WORK TO COMPLETE:
Write the material out again in full, word for word. Do not include the pictures.

* BEGIN GIVEN RECORDS *

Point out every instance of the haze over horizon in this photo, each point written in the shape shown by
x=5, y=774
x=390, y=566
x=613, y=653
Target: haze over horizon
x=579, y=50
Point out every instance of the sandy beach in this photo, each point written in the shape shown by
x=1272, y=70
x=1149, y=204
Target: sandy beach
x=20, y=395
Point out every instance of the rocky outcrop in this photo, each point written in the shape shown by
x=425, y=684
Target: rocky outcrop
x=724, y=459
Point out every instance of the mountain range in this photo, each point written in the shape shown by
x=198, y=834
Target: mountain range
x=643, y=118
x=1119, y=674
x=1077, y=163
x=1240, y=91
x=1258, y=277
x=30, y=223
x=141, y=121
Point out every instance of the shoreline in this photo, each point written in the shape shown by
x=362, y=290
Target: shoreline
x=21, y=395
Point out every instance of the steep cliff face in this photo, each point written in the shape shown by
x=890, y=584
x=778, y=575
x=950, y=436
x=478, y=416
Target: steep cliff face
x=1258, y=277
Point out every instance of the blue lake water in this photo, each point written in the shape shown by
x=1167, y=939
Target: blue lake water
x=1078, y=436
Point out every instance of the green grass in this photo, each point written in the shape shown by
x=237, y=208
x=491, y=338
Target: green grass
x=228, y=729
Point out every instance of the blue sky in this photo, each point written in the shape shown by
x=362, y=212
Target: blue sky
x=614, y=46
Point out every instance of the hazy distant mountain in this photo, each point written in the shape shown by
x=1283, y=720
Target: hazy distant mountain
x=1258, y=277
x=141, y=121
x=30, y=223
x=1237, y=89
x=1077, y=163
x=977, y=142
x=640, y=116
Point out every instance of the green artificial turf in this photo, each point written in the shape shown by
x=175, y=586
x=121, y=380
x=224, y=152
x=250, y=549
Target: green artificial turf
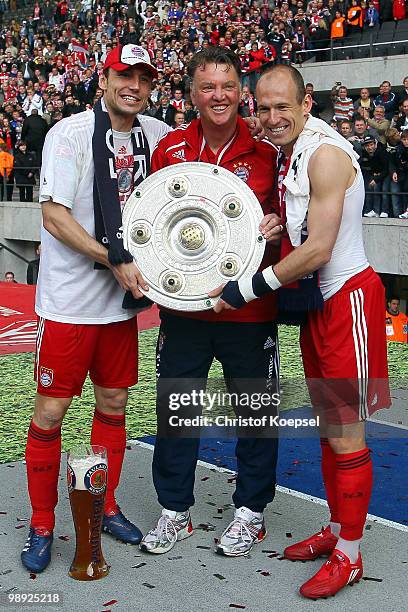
x=17, y=393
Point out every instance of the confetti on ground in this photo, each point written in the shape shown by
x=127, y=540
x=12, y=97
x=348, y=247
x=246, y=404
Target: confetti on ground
x=206, y=527
x=269, y=551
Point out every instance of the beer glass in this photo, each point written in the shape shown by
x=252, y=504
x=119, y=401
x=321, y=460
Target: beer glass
x=87, y=472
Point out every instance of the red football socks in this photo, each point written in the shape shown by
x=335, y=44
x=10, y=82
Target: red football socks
x=109, y=431
x=43, y=457
x=354, y=480
x=329, y=478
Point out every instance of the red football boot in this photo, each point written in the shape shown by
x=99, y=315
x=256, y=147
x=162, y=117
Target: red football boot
x=336, y=573
x=319, y=544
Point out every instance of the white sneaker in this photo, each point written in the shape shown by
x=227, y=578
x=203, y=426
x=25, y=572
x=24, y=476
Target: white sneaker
x=171, y=527
x=245, y=530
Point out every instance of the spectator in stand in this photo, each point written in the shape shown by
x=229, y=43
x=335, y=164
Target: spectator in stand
x=315, y=110
x=404, y=93
x=374, y=166
x=178, y=101
x=387, y=99
x=399, y=177
x=256, y=59
x=346, y=129
x=35, y=129
x=247, y=106
x=398, y=10
x=24, y=171
x=165, y=111
x=190, y=113
x=391, y=200
x=6, y=172
x=372, y=17
x=361, y=130
x=8, y=134
x=343, y=105
x=355, y=17
x=402, y=121
x=396, y=322
x=364, y=102
x=179, y=119
x=33, y=267
x=379, y=123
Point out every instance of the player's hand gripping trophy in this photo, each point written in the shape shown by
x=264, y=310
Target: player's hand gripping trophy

* END GIVEN RECORDS *

ANSWER TO THE EXERCISE:
Point out every instance of the haze over horizon in this photo, each point written in the shape shown by
x=5, y=774
x=390, y=566
x=613, y=653
Target: haze over horizon
x=579, y=50
Point out every instance of the sandy beach in this photo, each point written in the shape shown by
x=1272, y=70
x=1149, y=204
Target: sandy beach
x=20, y=395
Point out every instance of the rocky outcrop in this photo, each point written in the shape shown by
x=425, y=684
Target: rocky outcrop
x=724, y=459
Point out every instance of the mountain range in this photo, each point written in the shape shown by
x=198, y=834
Target: mountain range
x=643, y=118
x=1119, y=674
x=1077, y=163
x=1240, y=91
x=1258, y=277
x=30, y=223
x=141, y=121
Point out every instance of the shoreline in this photo, each point written in the shape shown by
x=362, y=290
Target: shoreline
x=21, y=395
Point out every instance of the steep cliff face in this photo, each point written in the shape shown by
x=890, y=584
x=778, y=575
x=950, y=436
x=478, y=416
Target: steep cliff face
x=1258, y=277
Point out every instance of the blue lake water in this photo, each point written in the shape shown by
x=1167, y=939
Target: blue lake water
x=1078, y=436
Point out every instance of the green grass in this photo, each point written in the shape shown by
x=237, y=208
x=491, y=338
Target: green grass
x=228, y=729
Point out every instance of the blue sky in this photo, each point written in the shape shown by
x=362, y=212
Target: blue sky
x=614, y=46
Point out every instance of the hazy distant mountain in this photo, each point written in the shape shown by
x=1283, y=720
Target: hazy distant mountain
x=1258, y=277
x=141, y=121
x=30, y=223
x=1237, y=89
x=1077, y=163
x=977, y=142
x=640, y=116
Point out every instance of the green artificial turf in this photo, each point written in the shape shown by
x=175, y=586
x=121, y=380
x=224, y=152
x=250, y=549
Target: green artificial turf
x=17, y=393
Point out every instance of the confetti on ground in this photo, each point written in the shape shown by
x=127, y=540
x=12, y=97
x=348, y=247
x=246, y=404
Target: confetti on ground
x=206, y=527
x=269, y=551
Point out every instance of the beer glass in this photo, each point written in the shape shown by
x=252, y=504
x=119, y=401
x=321, y=460
Target: beer glass
x=87, y=472
Point out every instance of the red football socks in this photo, each point written in the shape shown by
x=335, y=44
x=10, y=82
Target: red football socks
x=109, y=431
x=43, y=457
x=354, y=480
x=329, y=478
Point out every instance of the red football boot in this photo, each point written in the shape shown by
x=99, y=315
x=256, y=147
x=162, y=117
Target: red football boot
x=336, y=573
x=319, y=544
Point out every instance of the white sneaker in this photo, each point written in the shape shown by
x=227, y=578
x=203, y=426
x=25, y=572
x=24, y=476
Target: white sneaker
x=171, y=527
x=245, y=530
Point out every instance of the spectator in stand in this photo, each point written in the shape shown by
x=229, y=43
x=335, y=164
Target: spectator in stand
x=315, y=110
x=404, y=93
x=374, y=166
x=178, y=101
x=387, y=99
x=399, y=177
x=256, y=59
x=346, y=129
x=35, y=129
x=247, y=106
x=398, y=10
x=24, y=171
x=165, y=111
x=190, y=113
x=391, y=200
x=6, y=172
x=372, y=17
x=361, y=130
x=8, y=134
x=343, y=105
x=355, y=17
x=402, y=121
x=396, y=322
x=364, y=102
x=179, y=119
x=33, y=267
x=379, y=123
Point out every instance of the player's hand gripping trophy in this photo, each point written in the shape shown by
x=264, y=310
Target: player's hand gripping trophy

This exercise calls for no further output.